- GIVEN EXERCISE
List every line of the entries below that contains the string "sunglasses", and copy each such line in full.

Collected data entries
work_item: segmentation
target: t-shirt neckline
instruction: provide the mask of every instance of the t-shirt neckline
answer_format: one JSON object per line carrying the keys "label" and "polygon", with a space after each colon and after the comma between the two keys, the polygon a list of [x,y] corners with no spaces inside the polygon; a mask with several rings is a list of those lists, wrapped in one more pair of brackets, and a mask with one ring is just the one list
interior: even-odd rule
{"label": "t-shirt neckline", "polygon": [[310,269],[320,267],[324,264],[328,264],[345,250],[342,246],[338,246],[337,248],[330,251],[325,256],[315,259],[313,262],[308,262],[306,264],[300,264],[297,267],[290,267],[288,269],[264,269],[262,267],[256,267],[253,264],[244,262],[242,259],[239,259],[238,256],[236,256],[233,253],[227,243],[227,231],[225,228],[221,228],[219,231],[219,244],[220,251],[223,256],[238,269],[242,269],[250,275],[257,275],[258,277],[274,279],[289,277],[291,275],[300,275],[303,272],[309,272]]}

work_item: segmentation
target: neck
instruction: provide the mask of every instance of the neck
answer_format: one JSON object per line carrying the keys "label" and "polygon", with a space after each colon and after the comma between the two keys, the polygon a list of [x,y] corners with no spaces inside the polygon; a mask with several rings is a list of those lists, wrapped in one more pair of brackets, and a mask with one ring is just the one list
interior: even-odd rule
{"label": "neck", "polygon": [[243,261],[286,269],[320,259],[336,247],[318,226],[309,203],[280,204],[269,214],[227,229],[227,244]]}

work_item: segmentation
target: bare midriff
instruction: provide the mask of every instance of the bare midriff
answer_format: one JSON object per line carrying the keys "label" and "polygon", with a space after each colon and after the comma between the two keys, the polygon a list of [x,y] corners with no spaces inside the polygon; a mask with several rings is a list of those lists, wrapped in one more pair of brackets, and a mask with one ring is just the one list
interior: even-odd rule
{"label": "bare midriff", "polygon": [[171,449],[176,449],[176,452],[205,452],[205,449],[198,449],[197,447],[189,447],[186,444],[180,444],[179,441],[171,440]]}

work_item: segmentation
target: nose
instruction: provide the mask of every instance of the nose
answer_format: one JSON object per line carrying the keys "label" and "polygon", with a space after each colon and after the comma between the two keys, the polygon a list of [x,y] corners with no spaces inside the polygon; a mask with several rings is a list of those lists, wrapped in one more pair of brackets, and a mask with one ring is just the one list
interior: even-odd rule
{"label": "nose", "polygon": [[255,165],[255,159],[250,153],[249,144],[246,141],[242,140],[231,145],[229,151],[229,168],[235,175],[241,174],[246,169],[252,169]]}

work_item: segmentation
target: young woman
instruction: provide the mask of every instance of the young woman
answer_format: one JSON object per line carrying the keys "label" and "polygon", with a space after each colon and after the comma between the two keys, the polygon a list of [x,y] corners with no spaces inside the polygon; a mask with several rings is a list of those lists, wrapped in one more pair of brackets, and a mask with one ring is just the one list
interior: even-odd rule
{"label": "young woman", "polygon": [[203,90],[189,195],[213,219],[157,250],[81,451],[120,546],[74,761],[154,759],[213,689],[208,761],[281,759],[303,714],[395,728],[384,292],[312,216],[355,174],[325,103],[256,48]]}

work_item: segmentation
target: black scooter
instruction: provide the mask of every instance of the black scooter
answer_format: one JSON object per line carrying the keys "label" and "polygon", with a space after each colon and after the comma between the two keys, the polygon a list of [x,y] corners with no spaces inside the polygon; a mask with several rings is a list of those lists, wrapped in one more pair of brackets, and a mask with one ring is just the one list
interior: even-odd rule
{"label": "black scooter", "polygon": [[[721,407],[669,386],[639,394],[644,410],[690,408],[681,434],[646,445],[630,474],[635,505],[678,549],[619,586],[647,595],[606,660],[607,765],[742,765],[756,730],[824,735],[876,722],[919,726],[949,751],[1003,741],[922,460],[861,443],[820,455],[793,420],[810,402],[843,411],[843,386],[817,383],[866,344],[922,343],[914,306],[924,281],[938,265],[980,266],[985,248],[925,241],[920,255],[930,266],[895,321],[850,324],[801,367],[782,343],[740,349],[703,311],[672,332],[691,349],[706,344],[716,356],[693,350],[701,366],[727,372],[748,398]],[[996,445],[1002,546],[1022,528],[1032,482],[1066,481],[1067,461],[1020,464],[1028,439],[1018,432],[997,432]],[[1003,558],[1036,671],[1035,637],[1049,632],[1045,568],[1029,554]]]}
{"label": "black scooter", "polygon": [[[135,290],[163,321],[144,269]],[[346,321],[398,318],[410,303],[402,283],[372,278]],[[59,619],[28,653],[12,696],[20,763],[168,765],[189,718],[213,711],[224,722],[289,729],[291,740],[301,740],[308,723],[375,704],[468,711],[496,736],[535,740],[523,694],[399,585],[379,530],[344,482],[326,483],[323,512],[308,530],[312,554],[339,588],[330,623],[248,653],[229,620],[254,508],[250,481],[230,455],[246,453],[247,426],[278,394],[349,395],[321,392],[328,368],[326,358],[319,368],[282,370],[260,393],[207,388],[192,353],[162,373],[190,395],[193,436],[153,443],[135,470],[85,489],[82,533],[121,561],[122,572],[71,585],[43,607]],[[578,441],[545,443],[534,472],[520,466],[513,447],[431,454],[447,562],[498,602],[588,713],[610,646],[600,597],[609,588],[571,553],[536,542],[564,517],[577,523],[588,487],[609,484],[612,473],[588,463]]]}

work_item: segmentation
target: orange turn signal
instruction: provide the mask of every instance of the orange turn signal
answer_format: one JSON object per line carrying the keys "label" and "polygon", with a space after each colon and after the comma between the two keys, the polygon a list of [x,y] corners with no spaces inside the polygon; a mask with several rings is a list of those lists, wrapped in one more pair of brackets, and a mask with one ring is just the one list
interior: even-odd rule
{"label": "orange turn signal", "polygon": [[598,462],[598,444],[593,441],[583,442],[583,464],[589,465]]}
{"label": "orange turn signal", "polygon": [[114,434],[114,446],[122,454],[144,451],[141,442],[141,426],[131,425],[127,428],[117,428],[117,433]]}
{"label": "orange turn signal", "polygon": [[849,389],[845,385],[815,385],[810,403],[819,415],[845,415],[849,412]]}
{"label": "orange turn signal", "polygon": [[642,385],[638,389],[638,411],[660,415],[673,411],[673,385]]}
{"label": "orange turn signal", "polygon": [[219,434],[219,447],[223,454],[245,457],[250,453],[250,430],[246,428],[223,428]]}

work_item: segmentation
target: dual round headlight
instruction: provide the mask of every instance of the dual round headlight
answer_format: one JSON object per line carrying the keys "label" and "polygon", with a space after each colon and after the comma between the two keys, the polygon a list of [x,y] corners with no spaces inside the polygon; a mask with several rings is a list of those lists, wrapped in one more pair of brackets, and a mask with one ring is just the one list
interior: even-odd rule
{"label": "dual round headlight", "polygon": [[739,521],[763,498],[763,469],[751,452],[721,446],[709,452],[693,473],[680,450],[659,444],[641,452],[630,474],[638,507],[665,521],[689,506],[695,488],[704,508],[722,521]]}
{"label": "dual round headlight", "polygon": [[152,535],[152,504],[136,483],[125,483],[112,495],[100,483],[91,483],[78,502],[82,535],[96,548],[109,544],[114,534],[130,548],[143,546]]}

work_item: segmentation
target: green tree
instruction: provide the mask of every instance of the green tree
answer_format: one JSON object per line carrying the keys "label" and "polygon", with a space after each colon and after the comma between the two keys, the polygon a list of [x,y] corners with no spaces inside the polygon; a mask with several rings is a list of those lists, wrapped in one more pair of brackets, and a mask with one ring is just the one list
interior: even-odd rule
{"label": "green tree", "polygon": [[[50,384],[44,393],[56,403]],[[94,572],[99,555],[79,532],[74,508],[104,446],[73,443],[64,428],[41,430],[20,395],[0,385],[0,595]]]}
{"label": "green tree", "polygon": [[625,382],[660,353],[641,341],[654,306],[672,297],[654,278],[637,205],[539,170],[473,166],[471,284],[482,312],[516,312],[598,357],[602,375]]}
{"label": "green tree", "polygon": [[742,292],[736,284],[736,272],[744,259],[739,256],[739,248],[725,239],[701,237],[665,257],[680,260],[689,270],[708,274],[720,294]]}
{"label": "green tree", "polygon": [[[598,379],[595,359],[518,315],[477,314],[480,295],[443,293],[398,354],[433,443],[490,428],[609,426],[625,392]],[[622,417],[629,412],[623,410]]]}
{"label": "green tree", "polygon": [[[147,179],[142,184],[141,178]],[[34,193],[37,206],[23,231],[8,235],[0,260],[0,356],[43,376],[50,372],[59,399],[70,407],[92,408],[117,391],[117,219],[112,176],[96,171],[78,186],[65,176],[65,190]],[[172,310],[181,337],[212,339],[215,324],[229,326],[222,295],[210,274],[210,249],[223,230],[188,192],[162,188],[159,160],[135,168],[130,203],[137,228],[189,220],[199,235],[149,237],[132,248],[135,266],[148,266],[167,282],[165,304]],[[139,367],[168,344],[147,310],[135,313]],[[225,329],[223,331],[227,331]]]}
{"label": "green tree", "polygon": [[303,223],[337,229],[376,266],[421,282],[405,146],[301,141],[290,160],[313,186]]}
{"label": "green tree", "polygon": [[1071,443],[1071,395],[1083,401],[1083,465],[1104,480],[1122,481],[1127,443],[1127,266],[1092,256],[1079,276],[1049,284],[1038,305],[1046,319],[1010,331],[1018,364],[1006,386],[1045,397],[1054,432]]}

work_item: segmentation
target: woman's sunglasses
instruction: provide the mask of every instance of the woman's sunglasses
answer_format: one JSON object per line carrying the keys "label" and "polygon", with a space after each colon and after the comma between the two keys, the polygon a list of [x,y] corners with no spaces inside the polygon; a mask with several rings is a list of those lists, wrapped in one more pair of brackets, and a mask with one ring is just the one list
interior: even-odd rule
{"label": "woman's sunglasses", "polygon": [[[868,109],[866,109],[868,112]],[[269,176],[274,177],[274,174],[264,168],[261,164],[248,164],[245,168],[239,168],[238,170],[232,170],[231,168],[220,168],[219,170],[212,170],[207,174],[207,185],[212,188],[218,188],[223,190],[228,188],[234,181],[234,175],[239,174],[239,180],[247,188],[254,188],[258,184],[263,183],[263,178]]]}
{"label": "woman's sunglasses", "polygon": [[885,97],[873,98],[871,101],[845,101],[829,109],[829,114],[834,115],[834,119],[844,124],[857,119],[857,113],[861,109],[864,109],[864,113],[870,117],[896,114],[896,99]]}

- RESULT FOR THIS EXERCISE
target: woman's sunglasses
instruction: provide the mask of every instance of the woman's sunglasses
{"label": "woman's sunglasses", "polygon": [[[868,109],[866,109],[868,112]],[[269,176],[274,177],[274,174],[264,168],[261,164],[248,164],[245,168],[239,168],[238,170],[232,170],[231,168],[220,168],[219,170],[212,170],[207,174],[207,185],[212,188],[218,188],[223,190],[228,188],[234,181],[234,175],[239,174],[239,180],[247,188],[254,188],[258,184],[263,183],[263,178]]]}
{"label": "woman's sunglasses", "polygon": [[885,97],[873,98],[871,101],[845,101],[829,109],[829,114],[834,115],[834,119],[844,124],[857,119],[857,113],[861,109],[864,109],[864,113],[870,117],[896,114],[896,99]]}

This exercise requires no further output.